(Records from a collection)
□ □ □ □

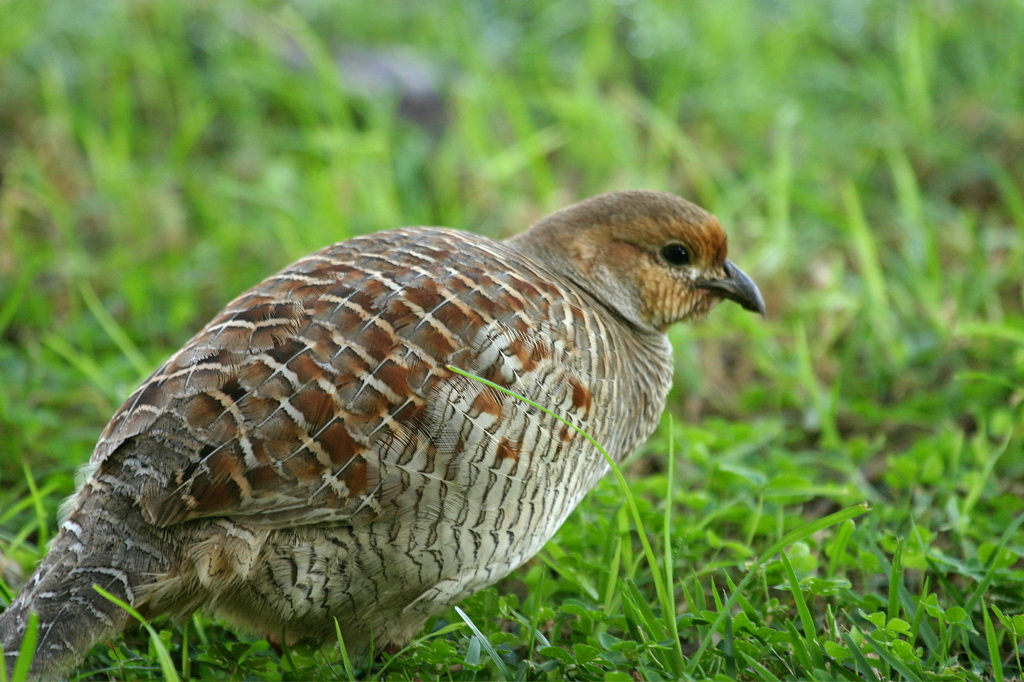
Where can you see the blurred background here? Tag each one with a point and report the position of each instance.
(866, 159)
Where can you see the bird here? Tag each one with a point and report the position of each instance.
(347, 441)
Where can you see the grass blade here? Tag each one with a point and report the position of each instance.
(166, 665)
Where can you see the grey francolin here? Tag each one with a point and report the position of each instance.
(309, 454)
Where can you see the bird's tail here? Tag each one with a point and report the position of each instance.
(103, 543)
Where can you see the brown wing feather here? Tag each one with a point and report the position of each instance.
(293, 396)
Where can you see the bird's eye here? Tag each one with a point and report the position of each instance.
(676, 254)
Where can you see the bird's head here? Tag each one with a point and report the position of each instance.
(652, 257)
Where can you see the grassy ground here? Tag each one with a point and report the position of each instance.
(866, 159)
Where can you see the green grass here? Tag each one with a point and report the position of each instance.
(866, 160)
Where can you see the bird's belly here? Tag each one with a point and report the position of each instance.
(441, 539)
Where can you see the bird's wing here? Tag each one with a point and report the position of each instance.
(316, 394)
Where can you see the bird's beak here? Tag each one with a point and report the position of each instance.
(735, 286)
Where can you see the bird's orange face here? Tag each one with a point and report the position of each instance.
(653, 258)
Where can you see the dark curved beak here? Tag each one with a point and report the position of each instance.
(735, 286)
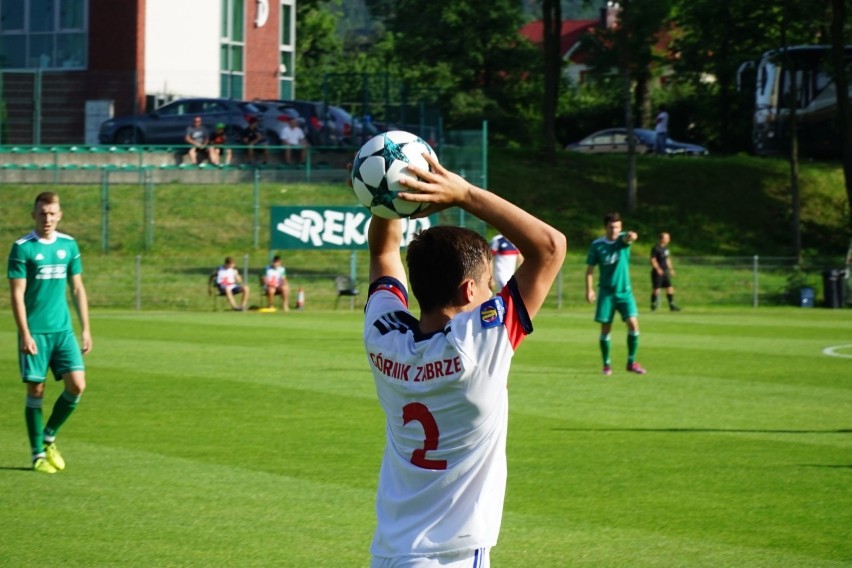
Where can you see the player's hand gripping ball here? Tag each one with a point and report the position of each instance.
(379, 165)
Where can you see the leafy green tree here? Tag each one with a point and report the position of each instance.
(552, 76)
(628, 48)
(713, 38)
(839, 26)
(319, 49)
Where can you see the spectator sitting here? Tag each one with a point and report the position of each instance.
(218, 148)
(253, 136)
(292, 136)
(229, 282)
(275, 282)
(197, 137)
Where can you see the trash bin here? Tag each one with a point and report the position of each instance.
(834, 287)
(806, 297)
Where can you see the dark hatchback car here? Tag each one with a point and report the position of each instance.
(614, 140)
(167, 125)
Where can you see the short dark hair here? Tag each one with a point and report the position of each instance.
(439, 258)
(46, 197)
(612, 216)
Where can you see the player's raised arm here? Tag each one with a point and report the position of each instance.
(384, 237)
(542, 246)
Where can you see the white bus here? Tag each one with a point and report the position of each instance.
(816, 108)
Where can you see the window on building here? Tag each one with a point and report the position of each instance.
(43, 34)
(287, 67)
(231, 75)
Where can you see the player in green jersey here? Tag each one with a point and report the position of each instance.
(612, 254)
(41, 265)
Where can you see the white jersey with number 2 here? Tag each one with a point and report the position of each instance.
(443, 474)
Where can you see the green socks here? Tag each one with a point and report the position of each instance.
(35, 428)
(65, 405)
(605, 344)
(632, 346)
(38, 433)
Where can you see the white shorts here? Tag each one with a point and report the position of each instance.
(479, 558)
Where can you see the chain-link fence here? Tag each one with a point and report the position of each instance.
(180, 282)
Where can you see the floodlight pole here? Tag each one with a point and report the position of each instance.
(755, 271)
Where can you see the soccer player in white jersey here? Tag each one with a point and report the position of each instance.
(230, 282)
(41, 266)
(441, 379)
(275, 282)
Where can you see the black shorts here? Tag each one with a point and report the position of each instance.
(660, 281)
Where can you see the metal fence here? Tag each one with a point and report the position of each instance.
(156, 282)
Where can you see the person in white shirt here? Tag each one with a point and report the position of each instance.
(662, 129)
(275, 282)
(229, 282)
(506, 260)
(441, 380)
(292, 136)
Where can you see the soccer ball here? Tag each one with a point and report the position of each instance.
(379, 165)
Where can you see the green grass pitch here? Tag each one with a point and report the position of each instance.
(244, 439)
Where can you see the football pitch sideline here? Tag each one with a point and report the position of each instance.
(245, 439)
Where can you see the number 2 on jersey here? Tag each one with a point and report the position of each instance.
(417, 412)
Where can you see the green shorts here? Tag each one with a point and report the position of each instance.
(57, 351)
(609, 303)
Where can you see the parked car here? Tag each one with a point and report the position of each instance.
(614, 140)
(168, 124)
(275, 116)
(323, 127)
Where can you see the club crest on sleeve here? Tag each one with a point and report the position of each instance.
(492, 312)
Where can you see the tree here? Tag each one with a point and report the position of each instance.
(627, 47)
(841, 80)
(465, 56)
(552, 23)
(319, 50)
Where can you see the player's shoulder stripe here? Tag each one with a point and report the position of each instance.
(27, 238)
(400, 321)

□ □ □ □

* **WHAT TO DO**
Transcribe all of the entries word for word, but skip any pictures they contain.

* **TASK SOLUTION**
Where can you see the blurred background here? Tag each one with a point and report the position of each instance.
(866, 159)
Where can you see the bird here? Tag each one with a point and report the position of each instance.
(347, 441)
Where can you see the grass blade here? Tag each one with a point and report the position of each instance.
(166, 665)
Where can you see the grey francolin here? Tag each one with a point and report the position of each instance.
(309, 454)
Where can you see the bird's tail here? Tag each one with a point and report the position of each instance.
(103, 543)
Where can you see the brown wing feather here? Tag each one with a point and report the position of each instance.
(293, 396)
Where can you see the bird's eye here? Tag each one with a point and report the position of each instance.
(676, 254)
Where can you see the bird's head here? Tag each one with a point and report the position of each instance.
(652, 257)
Where can you see the grassy ground here? Tag each one with a point and report the position of each instance.
(866, 159)
Where can you see the green grass here? Tag each one with a point and report the position of each instance.
(866, 160)
Where can you see the bird's belly here? Tag each one with a point and report the position of each instance.
(441, 539)
Where can you see the bird's wing here? Tag each one with a point and report the position of each instance.
(316, 394)
Where can you see the bird's beak here? Tag each one with a point and report the position of each instance.
(735, 286)
Where can you see the bird's orange face here? Tag each one with a point and report the position of each instance.
(653, 258)
Where can you see the dark curved beak here? Tag each one with a point and report the position of each instance.
(735, 286)
Where can you see the player's hand gripping ball here? Tag each one with a point and report the position of each instance.
(379, 165)
Where can you see the leafy green tree here? Tag each one with a point and report the position of each instance.
(552, 76)
(628, 48)
(713, 38)
(839, 26)
(319, 49)
Where can you see the spectator sitting here? Tag each one with a point and report the position of each instance.
(218, 148)
(253, 136)
(292, 136)
(229, 282)
(275, 282)
(197, 137)
Where can you see the trash bin here? Tag each one with a point and report the position of each instance.
(834, 287)
(806, 297)
Where can you see the dark hatchback car here? Tag each one with a point and report the position of each instance.
(614, 140)
(167, 125)
Where can you see the short dark hair here? Tag each one with a point and report the position of each instance.
(439, 258)
(46, 197)
(612, 216)
Where can you see the player's raised arm here? Tag each one with a point and report the position of each instance.
(384, 237)
(542, 246)
Where can you see the white bus here? Tag each one with a point and report the position of each instance.
(816, 108)
Where can you see the window on building here? Tag each one with a point and report the position of each instance.
(43, 34)
(287, 67)
(231, 75)
Where can you see the player in green jersey here? Tag each one with a point and report the position of each instance.
(612, 254)
(41, 265)
Where can you see the white jersey with number 2 here? Tag each one with a point and report the position of each instance.
(443, 474)
Where can you see the green socks here? Tag each one with a point and report the position of each instance.
(35, 428)
(65, 405)
(605, 344)
(632, 346)
(38, 433)
Where can you see the white shorts here? Tag each one with a point and report the position of each instance.
(479, 558)
Where can you see the chain-link fence here? Tag each one with a point and report the position of each instance.
(180, 282)
Where can you see the floodlight pole here? Tag each one with a point and report the position of each instance.
(755, 271)
Where can you see the soccer player in white jersey here? Tag each one with a point and report the position of each instance.
(230, 282)
(41, 266)
(441, 379)
(275, 282)
Where can you see the black shorts here? Tag each one with a point and report the position of each instance.
(660, 281)
Where can you see the metal fence here? Tag each one with a point and report the position of each instance.
(156, 282)
Where can you see the person in white shirt here? Tag each one with a point and report the position of each instance.
(662, 129)
(275, 282)
(229, 282)
(506, 260)
(441, 380)
(292, 136)
Where can you see the soccer ball here? Tag each one with a point and report the position of each instance.
(379, 165)
Where can you see the green grass pitch here? Tag each one with a point and report the position of each instance.
(244, 439)
Where can you see the football pitch sideline here? Tag each one with a point and report the position of each instance.
(245, 439)
Where can you see the number 2 on jersey here? Tag each one with a point and report the position of each instance.
(417, 412)
Where can you see the green shorts here? Tag each one with a point and report the position of each instance.
(57, 351)
(609, 303)
Where can you see the parked car here? Tag each one with a point and report the position of each instance.
(614, 140)
(168, 124)
(275, 116)
(323, 127)
Where can you see the club crest on sleeve here? Tag each one with a point and report the position of each instance.
(492, 312)
Where can you see the tree here? Tag each one with a point and report the position of each instance.
(627, 47)
(841, 80)
(465, 56)
(552, 23)
(319, 50)
Where can you see the player's shoulder stripe here? Tag each one with a point and report the position of each instance.
(27, 238)
(400, 321)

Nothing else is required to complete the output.